> **Instruction**: Pull out each line from the entries below that contains the word "green".

> **Data for this task**:
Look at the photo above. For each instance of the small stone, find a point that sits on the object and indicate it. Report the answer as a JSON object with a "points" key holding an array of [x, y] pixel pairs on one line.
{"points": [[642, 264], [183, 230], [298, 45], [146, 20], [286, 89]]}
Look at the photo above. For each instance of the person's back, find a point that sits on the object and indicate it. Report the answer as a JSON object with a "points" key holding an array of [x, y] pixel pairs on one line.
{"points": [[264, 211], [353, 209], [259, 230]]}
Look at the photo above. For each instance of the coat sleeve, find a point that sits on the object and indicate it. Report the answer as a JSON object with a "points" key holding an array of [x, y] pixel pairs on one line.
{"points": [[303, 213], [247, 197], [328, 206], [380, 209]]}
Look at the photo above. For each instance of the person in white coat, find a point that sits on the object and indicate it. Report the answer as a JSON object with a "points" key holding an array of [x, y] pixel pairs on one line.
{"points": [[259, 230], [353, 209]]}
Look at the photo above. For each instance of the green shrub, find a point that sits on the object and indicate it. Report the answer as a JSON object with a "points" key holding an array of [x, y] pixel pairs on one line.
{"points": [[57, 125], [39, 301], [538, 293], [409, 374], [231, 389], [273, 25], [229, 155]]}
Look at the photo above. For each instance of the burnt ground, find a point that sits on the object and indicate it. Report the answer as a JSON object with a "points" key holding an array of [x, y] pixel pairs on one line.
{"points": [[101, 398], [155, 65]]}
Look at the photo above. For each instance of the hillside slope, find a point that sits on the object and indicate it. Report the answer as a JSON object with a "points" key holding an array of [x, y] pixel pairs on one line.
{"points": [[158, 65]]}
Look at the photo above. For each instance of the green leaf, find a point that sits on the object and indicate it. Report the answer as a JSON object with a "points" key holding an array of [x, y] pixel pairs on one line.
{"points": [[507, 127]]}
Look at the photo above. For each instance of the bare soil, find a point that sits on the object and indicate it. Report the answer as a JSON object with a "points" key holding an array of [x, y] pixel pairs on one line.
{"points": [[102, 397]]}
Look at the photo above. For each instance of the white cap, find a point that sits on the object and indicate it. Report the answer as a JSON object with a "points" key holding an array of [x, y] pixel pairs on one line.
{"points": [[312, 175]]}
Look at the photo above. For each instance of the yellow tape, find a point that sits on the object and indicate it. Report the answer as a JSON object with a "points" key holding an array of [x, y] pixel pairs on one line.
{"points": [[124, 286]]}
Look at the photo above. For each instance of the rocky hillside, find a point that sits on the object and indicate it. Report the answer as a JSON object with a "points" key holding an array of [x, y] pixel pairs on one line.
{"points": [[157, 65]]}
* * *
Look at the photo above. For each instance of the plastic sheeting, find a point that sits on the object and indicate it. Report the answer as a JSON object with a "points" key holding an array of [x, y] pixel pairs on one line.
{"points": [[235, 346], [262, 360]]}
* * *
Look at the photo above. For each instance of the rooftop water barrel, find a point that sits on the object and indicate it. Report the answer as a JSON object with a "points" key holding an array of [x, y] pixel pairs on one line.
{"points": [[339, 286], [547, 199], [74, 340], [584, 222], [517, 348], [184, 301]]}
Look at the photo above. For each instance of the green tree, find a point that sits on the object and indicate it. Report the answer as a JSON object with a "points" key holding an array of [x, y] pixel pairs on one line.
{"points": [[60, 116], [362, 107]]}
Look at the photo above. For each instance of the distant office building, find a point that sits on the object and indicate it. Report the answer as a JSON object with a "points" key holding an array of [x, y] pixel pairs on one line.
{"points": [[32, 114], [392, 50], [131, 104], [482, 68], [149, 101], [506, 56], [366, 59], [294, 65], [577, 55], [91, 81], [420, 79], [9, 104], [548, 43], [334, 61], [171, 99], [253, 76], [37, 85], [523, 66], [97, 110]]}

> **Solution for this problem**:
Look at the photo above. For each instance of the green shrub, find a point that sits on the object and indicate it. Report the answer as a JSON object with a "points" key holding an array of [x, y] pixel pairs on one line.
Look at the photo above. For each instance of the green leaf, find a point that sits on the object and indicate it. Report the answer as a JSON object with a "points" key holding an array of [x, y] pixel pairs on one line.
Look at the photo above. For each instance of the green tree, find a point that sits on the object and indicate it. Report the answer as a JSON object with a "points" key holding an array of [x, y] pixel pairs on one line.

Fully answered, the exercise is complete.